### [Exercise prompt]
Once you have read the records below, restate them word for word.

[Stored dataset items]
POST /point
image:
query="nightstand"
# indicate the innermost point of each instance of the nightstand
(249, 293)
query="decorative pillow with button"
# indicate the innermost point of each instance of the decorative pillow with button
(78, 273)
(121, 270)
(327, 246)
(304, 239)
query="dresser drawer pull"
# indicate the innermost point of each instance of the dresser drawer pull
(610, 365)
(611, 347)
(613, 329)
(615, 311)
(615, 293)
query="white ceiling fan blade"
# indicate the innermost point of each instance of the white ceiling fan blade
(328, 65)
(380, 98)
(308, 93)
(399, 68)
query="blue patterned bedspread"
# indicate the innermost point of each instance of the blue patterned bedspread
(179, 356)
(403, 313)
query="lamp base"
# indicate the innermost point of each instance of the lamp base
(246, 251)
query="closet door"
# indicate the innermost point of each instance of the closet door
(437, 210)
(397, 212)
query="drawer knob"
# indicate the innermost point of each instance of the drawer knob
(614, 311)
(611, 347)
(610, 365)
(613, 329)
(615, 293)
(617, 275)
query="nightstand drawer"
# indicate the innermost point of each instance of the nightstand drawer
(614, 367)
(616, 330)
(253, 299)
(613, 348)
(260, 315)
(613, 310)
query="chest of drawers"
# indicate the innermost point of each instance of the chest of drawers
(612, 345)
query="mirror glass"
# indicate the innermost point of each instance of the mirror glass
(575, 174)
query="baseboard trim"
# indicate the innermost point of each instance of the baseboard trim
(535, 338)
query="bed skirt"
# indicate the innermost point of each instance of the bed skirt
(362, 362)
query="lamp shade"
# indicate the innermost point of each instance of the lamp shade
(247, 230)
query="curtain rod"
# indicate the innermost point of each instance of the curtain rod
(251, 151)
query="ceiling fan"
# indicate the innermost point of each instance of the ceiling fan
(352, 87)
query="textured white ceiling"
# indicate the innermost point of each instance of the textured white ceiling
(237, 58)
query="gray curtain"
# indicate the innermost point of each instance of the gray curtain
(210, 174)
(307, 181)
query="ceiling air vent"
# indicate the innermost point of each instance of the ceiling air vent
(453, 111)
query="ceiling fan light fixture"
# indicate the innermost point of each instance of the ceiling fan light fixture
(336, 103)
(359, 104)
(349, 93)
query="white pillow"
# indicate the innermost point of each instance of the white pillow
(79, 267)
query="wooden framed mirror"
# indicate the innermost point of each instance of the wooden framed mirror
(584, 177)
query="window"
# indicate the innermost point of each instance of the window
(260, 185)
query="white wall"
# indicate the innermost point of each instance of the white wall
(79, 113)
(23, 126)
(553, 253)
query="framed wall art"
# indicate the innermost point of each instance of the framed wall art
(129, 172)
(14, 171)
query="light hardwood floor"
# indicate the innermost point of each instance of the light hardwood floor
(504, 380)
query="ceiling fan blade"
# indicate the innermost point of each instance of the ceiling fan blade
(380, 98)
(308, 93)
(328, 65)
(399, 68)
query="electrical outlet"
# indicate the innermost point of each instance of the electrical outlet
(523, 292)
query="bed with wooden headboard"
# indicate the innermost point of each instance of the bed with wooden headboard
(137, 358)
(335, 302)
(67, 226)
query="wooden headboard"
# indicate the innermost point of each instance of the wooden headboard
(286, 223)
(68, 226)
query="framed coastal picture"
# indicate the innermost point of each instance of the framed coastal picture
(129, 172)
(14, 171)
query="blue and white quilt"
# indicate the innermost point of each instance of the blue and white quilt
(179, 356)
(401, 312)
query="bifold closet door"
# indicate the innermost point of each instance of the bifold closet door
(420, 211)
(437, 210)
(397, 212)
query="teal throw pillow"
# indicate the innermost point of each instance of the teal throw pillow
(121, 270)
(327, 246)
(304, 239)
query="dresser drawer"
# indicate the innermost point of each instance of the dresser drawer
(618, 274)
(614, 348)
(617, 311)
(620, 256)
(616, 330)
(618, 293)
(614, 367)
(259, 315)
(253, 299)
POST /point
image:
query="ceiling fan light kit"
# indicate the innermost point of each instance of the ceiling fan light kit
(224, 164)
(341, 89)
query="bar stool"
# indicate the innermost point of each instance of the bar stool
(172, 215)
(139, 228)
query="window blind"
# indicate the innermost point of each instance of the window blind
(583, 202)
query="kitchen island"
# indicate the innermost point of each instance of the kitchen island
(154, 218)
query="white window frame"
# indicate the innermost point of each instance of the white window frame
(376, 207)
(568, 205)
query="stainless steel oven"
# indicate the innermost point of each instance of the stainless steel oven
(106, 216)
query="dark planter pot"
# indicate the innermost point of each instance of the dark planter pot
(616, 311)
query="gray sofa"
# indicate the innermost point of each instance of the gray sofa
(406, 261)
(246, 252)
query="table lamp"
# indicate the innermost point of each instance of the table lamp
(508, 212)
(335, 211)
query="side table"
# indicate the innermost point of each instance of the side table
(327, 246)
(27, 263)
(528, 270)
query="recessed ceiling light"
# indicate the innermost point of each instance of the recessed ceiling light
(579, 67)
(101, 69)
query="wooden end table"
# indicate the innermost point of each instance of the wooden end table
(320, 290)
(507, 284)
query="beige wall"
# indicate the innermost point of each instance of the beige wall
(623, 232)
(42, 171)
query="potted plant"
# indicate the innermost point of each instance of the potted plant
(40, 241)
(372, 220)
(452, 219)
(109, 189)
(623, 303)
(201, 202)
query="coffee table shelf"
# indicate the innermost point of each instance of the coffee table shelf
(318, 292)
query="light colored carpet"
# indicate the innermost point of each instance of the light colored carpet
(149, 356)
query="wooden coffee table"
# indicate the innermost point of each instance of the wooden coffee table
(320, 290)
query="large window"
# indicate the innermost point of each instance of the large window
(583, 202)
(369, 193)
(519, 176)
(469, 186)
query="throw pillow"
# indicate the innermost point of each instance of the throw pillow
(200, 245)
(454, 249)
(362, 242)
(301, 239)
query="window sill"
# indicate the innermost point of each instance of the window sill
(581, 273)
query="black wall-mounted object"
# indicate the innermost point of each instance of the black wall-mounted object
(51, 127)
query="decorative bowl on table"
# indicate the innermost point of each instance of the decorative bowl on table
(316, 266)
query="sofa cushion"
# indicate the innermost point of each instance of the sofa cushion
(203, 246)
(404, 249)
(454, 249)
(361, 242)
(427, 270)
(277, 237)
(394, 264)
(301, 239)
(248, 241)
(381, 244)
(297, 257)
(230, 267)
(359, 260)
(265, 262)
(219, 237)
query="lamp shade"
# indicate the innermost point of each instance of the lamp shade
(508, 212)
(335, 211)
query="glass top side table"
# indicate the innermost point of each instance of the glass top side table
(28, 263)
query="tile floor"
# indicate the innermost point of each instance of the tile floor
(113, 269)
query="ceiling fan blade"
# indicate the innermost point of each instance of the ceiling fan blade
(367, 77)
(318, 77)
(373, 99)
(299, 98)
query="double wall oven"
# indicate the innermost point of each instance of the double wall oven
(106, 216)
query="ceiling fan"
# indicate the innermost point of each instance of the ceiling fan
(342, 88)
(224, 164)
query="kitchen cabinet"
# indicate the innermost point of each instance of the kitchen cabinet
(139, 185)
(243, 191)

### [Exercise response]
POST /point
image:
query="nightstand"
# indicate the innermost point of each instance of the nightstand
(249, 293)
query="decorative pillow with button"
# indicate the innermost point of each instance of the decorative pillow with button
(78, 273)
(121, 270)
(327, 246)
(304, 239)
query="dresser drawer pull"
# indicate the innermost point of each instance of the dresser drawer pull
(610, 365)
(611, 347)
(613, 329)
(615, 311)
(615, 293)
query="white ceiling fan blade"
# indicate the innermost point of each instance of the white ceiling fan blade
(328, 65)
(380, 98)
(308, 93)
(399, 68)
query="blue patterned bedspread"
# indicate the innermost point of each instance of the blue patterned bedspread
(179, 356)
(403, 313)
query="lamp base"
# indicate the innermost point of each instance of the lamp base
(246, 251)
query="closet door"
# indicate the innermost point of each instance of the closet door
(437, 210)
(397, 212)
query="drawer knob"
# indicate the innermost point of each instance of the drawer knob
(614, 311)
(611, 347)
(610, 365)
(613, 329)
(615, 293)
(617, 275)
query="nightstand drawer"
# indicate the innermost point of each instance of the nightstand drawer
(614, 367)
(616, 330)
(253, 299)
(613, 348)
(260, 315)
(613, 310)
query="chest of drawers"
# indicate the innermost point of each instance of the chest of drawers
(612, 345)
query="mirror glass"
# indicate the innermost point of each instance of the mirror glass
(575, 174)
query="baseboard trim"
# indicate the innermost point of each instance of the baseboard trim
(535, 338)
query="bed skirt"
# indicate the innermost point of each instance of the bed skirt
(362, 362)
query="lamp shade"
# indicate the innermost point of each instance of the lamp shade
(247, 230)
query="curtain rod"
# indicate the innermost point of each instance of the curtain rod
(251, 151)
query="ceiling fan"
# indicate the innermost point of each instance of the ceiling fan
(352, 87)
query="textured white ceiling"
# indicate the innermost point of each instance of the textured white ceiling
(237, 58)
query="gray curtain"
# indicate the innermost point of each instance of the gray curtain
(210, 174)
(307, 181)
query="ceiling air vent"
# indicate the innermost point of each instance of the ceiling air vent
(453, 111)
query="ceiling fan light fixture"
# indicate the innermost point of each instance of the ceiling fan light fixture
(336, 103)
(359, 104)
(349, 93)
query="white pillow"
# indicate the innermost point of each instance of the white pillow
(79, 267)
query="wooden framed mirror"
# indicate the innermost point of each instance of the wooden framed mirror
(584, 177)
query="window"
# indicate the innermost point of each instance of the window
(260, 185)
query="white wall"
# indicate the innermost point of each instance of the white wall
(79, 113)
(23, 126)
(553, 253)
query="framed wall art"
# indicate the innermost point of each instance of the framed wall art
(129, 172)
(14, 171)
query="light hardwood floor"
# indicate the innermost point of each instance of the light hardwood floor
(504, 380)
query="ceiling fan blade"
# indicate the innermost point of each instance of the ceiling fan blade
(380, 98)
(308, 93)
(328, 65)
(399, 68)
query="electrical outlet"
# indicate the innermost point of each instance of the electrical outlet
(523, 292)
query="bed with wooden headboard"
# indicate the innermost point of each instance of the bed with wooden headboard
(137, 358)
(335, 302)
(67, 226)
query="wooden headboard"
# indicate the innermost point of each instance of the wooden headboard
(286, 223)
(68, 226)
query="framed coastal picture"
# indicate the innermost point of each instance of the framed coastal picture
(129, 172)
(14, 171)
query="blue and white quilt"
# indicate the innermost point of each instance of the blue and white quilt
(179, 356)
(401, 312)
query="bifold closet door"
# indicate the innermost point of each instance of the bifold closet door
(420, 211)
(437, 210)
(397, 212)
query="teal throw pillow"
# indicate the innermost point of each instance of the teal throw pillow
(121, 270)
(327, 246)
(304, 239)
query="dresser drawer"
# indicate the innermost point of each instance of the dresser drawer
(618, 274)
(614, 348)
(617, 311)
(620, 256)
(616, 330)
(618, 293)
(614, 367)
(259, 315)
(253, 299)
POST /point
image:
query="ceiling fan light kit"
# indicate the innermost point of each instance of the ceiling fan light kit
(224, 164)
(341, 89)
query="bar stool"
# indicate the innermost point of each instance of the bar stool
(172, 215)
(139, 228)
query="window blind"
# indicate the innermost point of each instance of the window blind
(583, 202)
query="kitchen island"
# indicate the innermost point of each instance of the kitchen island
(154, 218)
query="white window frame"
# indicate the innermost point of each instance of the white window frame
(376, 207)
(568, 205)
query="stainless steel oven"
# indicate the innermost point of each instance of the stainless steel oven
(106, 216)
query="dark planter pot"
# indicate the innermost point of each instance of the dark planter pot
(616, 311)
query="gray sofa"
# indicate the innermost point of each instance of the gray sofa
(406, 261)
(246, 252)
query="table lamp"
# indicate the innermost point of each instance of the table lamp
(508, 212)
(335, 211)
query="side table"
# indicate the innermost point of each instance of the side table
(327, 246)
(27, 263)
(528, 270)
query="recessed ceiling light"
# indicate the innermost point of each instance of the recessed ceiling light
(579, 67)
(101, 69)
query="wooden end table"
# indicate the innermost point of each instance of the wooden end table
(320, 290)
(507, 284)
query="beige wall"
# indicate the innermost point of each instance of the beige wall
(623, 232)
(42, 171)
query="potted plant"
# indicate the innermost point of each instance of the potted plant
(40, 241)
(372, 220)
(452, 219)
(109, 189)
(623, 303)
(201, 202)
query="coffee table shelf"
# indicate the innermost point of each instance of the coffee table shelf
(318, 292)
query="light colored carpet"
# indicate the innermost point of each instance of the light colored carpet
(149, 356)
query="wooden coffee table"
# indicate the innermost point of each instance of the wooden coffee table
(320, 290)
query="large window"
# indicate the innermost point of each instance of the large window
(583, 202)
(369, 193)
(519, 176)
(469, 186)
query="throw pillow"
# indicate the innermost point of each instance of the throw pillow
(200, 245)
(454, 249)
(362, 242)
(301, 239)
query="window sill"
# indicate the innermost point of each instance of the window sill
(581, 273)
query="black wall-mounted object"
# indicate the innermost point of each instance of the black wall-mounted object
(51, 127)
query="decorative bowl on table"
# indicate the innermost point of each instance of the decorative bowl on table
(316, 266)
query="sofa cushion"
# indicate the innermost point of each instance of the sofa cushion
(203, 246)
(404, 249)
(454, 249)
(361, 242)
(427, 270)
(277, 237)
(394, 264)
(301, 239)
(248, 241)
(381, 244)
(297, 257)
(230, 267)
(359, 260)
(265, 262)
(219, 237)
query="lamp shade"
# indicate the innermost point of each instance of the lamp shade
(508, 212)
(335, 211)
query="glass top side table"
# indicate the innermost point of each instance of the glass top side table
(28, 263)
query="tile floor"
# indicate the innermost point of each instance of the tile floor
(113, 269)
query="ceiling fan blade"
# indicate the innermost point of each instance of the ceiling fan blade
(367, 77)
(318, 77)
(373, 99)
(299, 98)
query="double wall oven"
# indicate the innermost point of each instance of the double wall oven
(106, 216)
query="ceiling fan"
# indicate the innermost point of each instance of the ceiling fan
(342, 88)
(224, 164)
query="kitchen cabinet"
# indicate the innermost point of each instance of the kitchen cabinet
(139, 185)
(243, 191)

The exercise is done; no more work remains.